In deze zaak gaat het om een hoger beroep dat is ingesteld door [appellant], een adviseur in milieuzaken, tegen de vennootschap onder firma [geïntimeerde 1] V.O.F. en de vennoten [geïntimeerde 2] en [geïntimeerde 3]. De zaak betreft een vordering tot betaling van extra loon, die [appellant] in rekening heeft gebracht op basis van aanvullende voorwaarden die in eerdere facturen zijn opgenomen. De feiten van de zaak zijn als volgt: [geïntimeerde 2] heeft in 2008 advies gevraagd aan [appellant] in verband met bestuursrechtelijke procedures met de gemeente Almelo, waarbij dwangsommen waren opgelegd. Vanwege financiële problemen heeft [geïntimeerde 2] met [appellant] afgesproken dat hij een reductie op de facturen zou toepassen. In 2016 heeft [appellant] de eerder verleende reductie alsnog in rekening gebracht, stellende dat de voorwaarden voor opheffing van de reductie waren vervuld.

Opdrachten:
(a) Beantwoord de volgende vragen aan de hand van de tekst over het hoger beroep.
(i) In welke zaken is [appellant] adviseur?
(ii) In welk jaar vroeg [geïntimeerde 2] advies aan [appellant]?
(iii) Met welke gemeente liepen de bestuursrechtelijke procedures?
(b) Herhaal woordelijk het deel van de tekst over het hoger beroep tussen "In deze zaak" en "reductie waren vervuld.", beide inbegrepen.
(c) Leg in één tot drie zinnen uit op welke grond [appellant] volgens de tekst over het hoger beroep in 2016 de eerder verleende reductie alsnog in rekening bracht.

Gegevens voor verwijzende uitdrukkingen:

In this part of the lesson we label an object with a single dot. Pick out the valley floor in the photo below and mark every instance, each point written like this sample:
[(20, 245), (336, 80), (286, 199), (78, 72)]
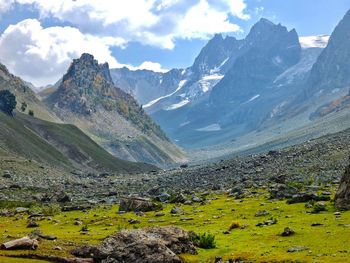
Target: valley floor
[(326, 241)]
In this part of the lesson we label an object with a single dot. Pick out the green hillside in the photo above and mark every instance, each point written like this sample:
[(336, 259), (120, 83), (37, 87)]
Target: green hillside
[(60, 145)]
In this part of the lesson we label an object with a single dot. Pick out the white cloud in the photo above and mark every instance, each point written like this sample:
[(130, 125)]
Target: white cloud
[(149, 65), (202, 21), (152, 22), (5, 5), (314, 41), (41, 55)]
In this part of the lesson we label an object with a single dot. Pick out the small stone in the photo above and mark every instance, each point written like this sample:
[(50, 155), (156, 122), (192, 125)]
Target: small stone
[(176, 210), (287, 232), (32, 223), (78, 223), (297, 249), (261, 213), (134, 221), (159, 214)]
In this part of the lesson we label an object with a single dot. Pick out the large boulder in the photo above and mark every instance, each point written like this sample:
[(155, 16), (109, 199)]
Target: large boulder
[(156, 245), (342, 198), (137, 204)]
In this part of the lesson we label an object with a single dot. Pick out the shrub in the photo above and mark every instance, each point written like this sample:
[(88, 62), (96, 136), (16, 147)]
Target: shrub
[(318, 207), (7, 102), (47, 210), (206, 240), (84, 229), (234, 225), (24, 106)]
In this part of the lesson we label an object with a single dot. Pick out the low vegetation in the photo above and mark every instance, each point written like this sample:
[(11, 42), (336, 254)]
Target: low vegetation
[(210, 221)]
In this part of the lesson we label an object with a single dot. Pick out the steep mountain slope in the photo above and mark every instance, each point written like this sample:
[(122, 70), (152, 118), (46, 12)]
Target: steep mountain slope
[(62, 146), (146, 85), (250, 89), (197, 81), (24, 95), (332, 71), (88, 98)]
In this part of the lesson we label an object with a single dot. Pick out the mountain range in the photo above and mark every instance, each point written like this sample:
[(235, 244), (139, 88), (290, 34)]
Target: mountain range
[(271, 80), (238, 94)]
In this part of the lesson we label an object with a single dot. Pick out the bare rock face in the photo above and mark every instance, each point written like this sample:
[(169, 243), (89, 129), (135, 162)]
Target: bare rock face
[(342, 198), (156, 245), (137, 204)]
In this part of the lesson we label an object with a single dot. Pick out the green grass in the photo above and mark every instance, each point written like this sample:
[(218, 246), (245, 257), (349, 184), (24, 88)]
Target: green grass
[(60, 145), (326, 243)]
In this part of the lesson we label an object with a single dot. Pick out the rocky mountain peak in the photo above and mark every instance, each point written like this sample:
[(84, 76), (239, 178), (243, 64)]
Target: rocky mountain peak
[(87, 67)]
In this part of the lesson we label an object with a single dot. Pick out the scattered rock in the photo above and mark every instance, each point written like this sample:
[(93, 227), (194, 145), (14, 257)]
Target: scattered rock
[(176, 210), (163, 197), (156, 245), (262, 213), (134, 221), (32, 223), (342, 198), (7, 175), (287, 232), (196, 199), (22, 243), (280, 191), (297, 249), (137, 204)]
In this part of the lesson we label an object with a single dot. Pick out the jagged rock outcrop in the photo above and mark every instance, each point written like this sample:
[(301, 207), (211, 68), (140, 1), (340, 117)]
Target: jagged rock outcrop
[(88, 98), (24, 95), (342, 198), (332, 71)]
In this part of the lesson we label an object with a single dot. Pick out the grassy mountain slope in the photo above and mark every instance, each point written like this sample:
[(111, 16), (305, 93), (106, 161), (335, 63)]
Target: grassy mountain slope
[(59, 145), (24, 94), (88, 99)]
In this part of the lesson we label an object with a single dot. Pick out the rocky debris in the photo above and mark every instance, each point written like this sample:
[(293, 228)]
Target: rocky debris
[(176, 210), (39, 234), (270, 222), (20, 210), (342, 198), (297, 249), (262, 213), (22, 243), (64, 198), (134, 221), (163, 197), (137, 204), (32, 223), (196, 199), (7, 174), (287, 232), (280, 191), (156, 245), (306, 197), (179, 198)]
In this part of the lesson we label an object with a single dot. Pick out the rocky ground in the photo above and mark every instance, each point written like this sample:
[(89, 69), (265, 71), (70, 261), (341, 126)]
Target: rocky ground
[(312, 165)]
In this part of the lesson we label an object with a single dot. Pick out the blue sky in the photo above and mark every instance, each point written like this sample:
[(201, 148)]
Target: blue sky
[(39, 37)]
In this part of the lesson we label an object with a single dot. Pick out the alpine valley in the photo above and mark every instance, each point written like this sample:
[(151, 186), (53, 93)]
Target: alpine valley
[(241, 157)]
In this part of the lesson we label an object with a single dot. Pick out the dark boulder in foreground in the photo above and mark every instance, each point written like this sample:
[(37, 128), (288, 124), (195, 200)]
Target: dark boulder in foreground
[(342, 198), (156, 245)]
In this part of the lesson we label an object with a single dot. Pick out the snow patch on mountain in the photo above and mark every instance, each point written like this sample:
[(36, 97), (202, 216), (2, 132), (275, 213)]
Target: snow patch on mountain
[(181, 84), (314, 41), (211, 128), (178, 105)]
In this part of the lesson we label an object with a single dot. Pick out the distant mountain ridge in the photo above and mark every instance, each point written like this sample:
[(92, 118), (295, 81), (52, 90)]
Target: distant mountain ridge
[(88, 98), (236, 87)]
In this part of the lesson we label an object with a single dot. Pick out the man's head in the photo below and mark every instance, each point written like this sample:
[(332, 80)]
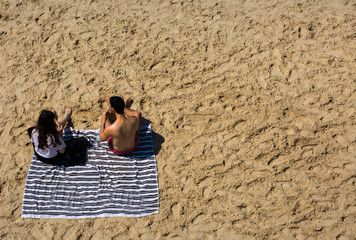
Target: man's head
[(118, 104)]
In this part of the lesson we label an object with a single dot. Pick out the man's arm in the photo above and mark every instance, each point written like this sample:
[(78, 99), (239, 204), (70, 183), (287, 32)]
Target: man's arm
[(103, 131)]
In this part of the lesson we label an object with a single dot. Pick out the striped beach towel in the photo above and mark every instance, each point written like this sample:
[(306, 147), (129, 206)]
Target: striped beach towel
[(107, 185)]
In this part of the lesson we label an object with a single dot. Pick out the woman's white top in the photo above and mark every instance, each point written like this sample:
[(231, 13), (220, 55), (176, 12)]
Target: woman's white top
[(49, 152)]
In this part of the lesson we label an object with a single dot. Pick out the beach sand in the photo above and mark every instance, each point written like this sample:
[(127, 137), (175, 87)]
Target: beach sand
[(252, 103)]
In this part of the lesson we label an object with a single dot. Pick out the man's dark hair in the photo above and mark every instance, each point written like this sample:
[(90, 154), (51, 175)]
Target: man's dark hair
[(118, 104)]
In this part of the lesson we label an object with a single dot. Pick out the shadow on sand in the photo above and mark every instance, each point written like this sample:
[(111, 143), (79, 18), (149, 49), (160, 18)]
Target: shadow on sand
[(157, 138)]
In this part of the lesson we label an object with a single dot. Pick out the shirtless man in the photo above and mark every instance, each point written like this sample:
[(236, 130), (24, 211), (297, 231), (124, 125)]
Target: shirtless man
[(120, 125)]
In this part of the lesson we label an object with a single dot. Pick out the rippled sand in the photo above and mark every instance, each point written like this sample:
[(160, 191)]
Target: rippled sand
[(253, 103)]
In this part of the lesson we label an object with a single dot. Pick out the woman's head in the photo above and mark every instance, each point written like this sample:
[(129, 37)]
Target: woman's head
[(47, 127)]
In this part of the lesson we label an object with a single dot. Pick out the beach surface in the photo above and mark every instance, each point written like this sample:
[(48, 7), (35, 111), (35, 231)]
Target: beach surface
[(252, 104)]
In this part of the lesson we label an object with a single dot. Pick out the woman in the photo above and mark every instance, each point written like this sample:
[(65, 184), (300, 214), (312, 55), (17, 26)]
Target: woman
[(47, 136)]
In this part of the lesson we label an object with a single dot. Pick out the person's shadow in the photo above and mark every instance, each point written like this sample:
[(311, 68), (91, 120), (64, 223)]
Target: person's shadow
[(157, 138), (76, 149)]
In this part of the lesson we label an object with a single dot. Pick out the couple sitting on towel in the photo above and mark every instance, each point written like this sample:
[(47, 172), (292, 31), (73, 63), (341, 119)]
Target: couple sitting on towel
[(119, 126)]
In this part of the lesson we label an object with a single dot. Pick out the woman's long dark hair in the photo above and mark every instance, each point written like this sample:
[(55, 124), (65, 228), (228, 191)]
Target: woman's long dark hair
[(46, 127)]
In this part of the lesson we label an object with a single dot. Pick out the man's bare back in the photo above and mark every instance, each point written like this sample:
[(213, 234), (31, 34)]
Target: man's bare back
[(120, 123)]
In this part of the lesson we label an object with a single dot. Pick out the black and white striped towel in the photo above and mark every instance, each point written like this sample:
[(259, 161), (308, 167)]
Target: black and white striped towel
[(108, 185)]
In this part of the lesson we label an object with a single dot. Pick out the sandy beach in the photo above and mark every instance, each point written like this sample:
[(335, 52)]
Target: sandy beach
[(252, 103)]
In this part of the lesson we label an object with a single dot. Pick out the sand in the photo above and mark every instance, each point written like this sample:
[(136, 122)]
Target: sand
[(252, 102)]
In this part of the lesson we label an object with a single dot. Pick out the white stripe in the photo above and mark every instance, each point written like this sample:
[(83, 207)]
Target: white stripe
[(112, 201), (109, 209), (24, 215)]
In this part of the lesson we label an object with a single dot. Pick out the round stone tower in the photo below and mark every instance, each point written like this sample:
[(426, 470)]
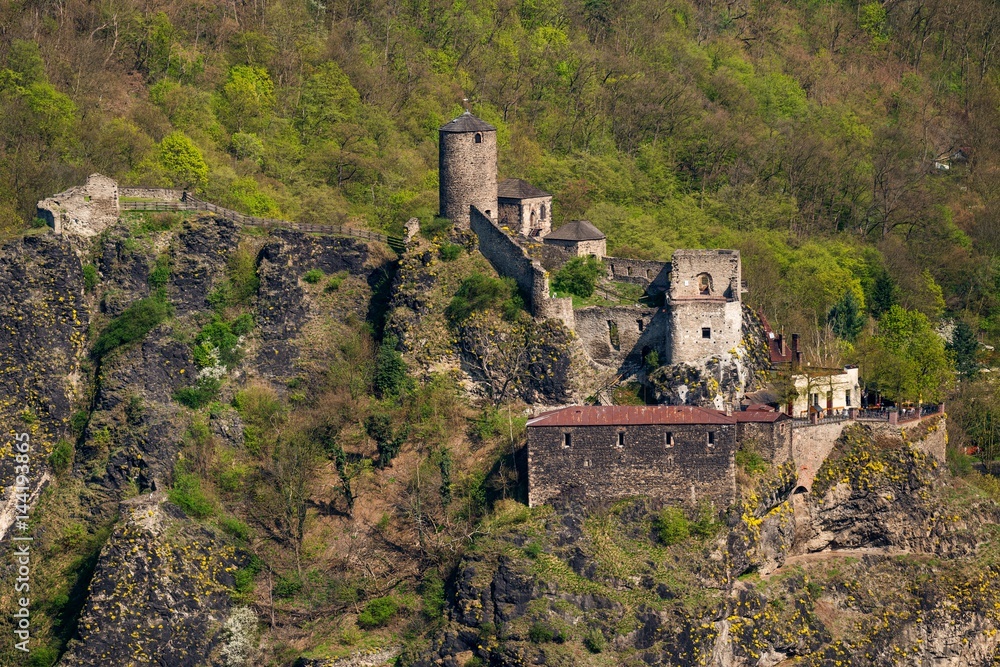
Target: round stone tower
[(467, 163)]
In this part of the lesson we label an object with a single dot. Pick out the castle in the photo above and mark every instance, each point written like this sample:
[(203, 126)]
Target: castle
[(680, 453), (695, 311)]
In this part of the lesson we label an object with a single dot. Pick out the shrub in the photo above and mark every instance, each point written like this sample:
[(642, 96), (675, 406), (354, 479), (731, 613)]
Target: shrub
[(450, 251), (435, 228), (377, 613), (334, 283), (313, 276), (578, 276), (540, 633), (199, 395), (243, 324), (78, 422), (61, 458), (138, 320), (751, 462), (672, 526), (478, 292), (594, 641), (287, 587), (390, 369), (236, 528), (160, 274), (432, 590), (187, 494), (89, 277)]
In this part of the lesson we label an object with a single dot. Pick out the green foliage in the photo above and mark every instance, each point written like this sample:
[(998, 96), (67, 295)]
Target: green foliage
[(390, 369), (594, 641), (238, 529), (187, 494), (198, 396), (450, 251), (672, 526), (90, 277), (435, 228), (480, 292), (313, 276), (846, 317), (578, 276), (61, 458), (433, 593), (138, 320), (182, 161), (160, 275), (905, 359), (751, 462), (247, 99), (388, 440), (964, 349), (377, 613), (884, 294)]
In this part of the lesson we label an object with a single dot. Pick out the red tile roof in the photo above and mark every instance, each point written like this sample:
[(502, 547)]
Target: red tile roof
[(630, 415)]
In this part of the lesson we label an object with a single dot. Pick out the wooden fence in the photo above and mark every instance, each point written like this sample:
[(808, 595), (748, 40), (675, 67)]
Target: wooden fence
[(189, 203)]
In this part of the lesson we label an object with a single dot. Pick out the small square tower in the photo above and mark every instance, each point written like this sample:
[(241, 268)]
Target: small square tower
[(705, 305)]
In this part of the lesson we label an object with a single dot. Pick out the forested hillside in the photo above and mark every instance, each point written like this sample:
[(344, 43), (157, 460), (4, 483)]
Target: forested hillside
[(804, 133), (347, 481)]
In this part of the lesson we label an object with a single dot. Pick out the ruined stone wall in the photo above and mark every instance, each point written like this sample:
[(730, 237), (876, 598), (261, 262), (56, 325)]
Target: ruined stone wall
[(158, 194), (468, 175), (772, 440), (811, 444), (689, 319), (510, 260), (595, 469), (654, 276), (721, 266), (85, 210), (613, 335)]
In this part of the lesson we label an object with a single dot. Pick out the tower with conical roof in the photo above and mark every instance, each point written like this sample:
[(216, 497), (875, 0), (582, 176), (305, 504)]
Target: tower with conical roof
[(467, 163)]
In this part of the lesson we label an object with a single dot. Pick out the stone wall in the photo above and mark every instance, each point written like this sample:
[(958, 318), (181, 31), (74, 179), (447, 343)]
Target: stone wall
[(772, 440), (84, 210), (689, 320), (510, 260), (811, 444), (654, 276), (157, 194), (597, 326), (595, 469), (468, 175)]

Antwoorden per opdracht:
(a)
(i) In milieuzaken.
(ii) In 2008.
(iii) Met de gemeente Almelo.

(b)
In deze zaak gaat het om een hoger beroep dat is ingesteld door [appellant], een adviseur in milieuzaken, tegen de vennootschap onder firma [geïntimeerde 1] V.O.F. en de vennoten [geïntimeerde 2] en [geïntimeerde 3]. De zaak betreft een vordering tot betaling van extra loon, die [appellant] in rekening heeft gebracht op basis van aanvullende voorwaarden die in eerdere facturen zijn opgenomen. De feiten van de zaak zijn als volgt: [geïntimeerde 2] heeft in 2008 advies gevraagd aan [appellant] in verband met bestuursrechtelijke procedures met de gemeente Almelo, waarbij dwangsommen waren opgelegd. Vanwege financiële problemen heeft [geïntimeerde 2] met [appellant] afgesproken dat hij een reductie op de facturen zou toepassen. In 2016 heeft [appellant] de eerder verleende reductie alsnog in rekening gebracht, stellende dat de voorwaarden voor opheffing van de reductie waren vervuld.

(c) [appellant] stelde dat de voorwaarden voor opheffing van de reductie waren vervuld. Daarom bracht hij de eerder verleende reductie in 2016 alsnog in rekening.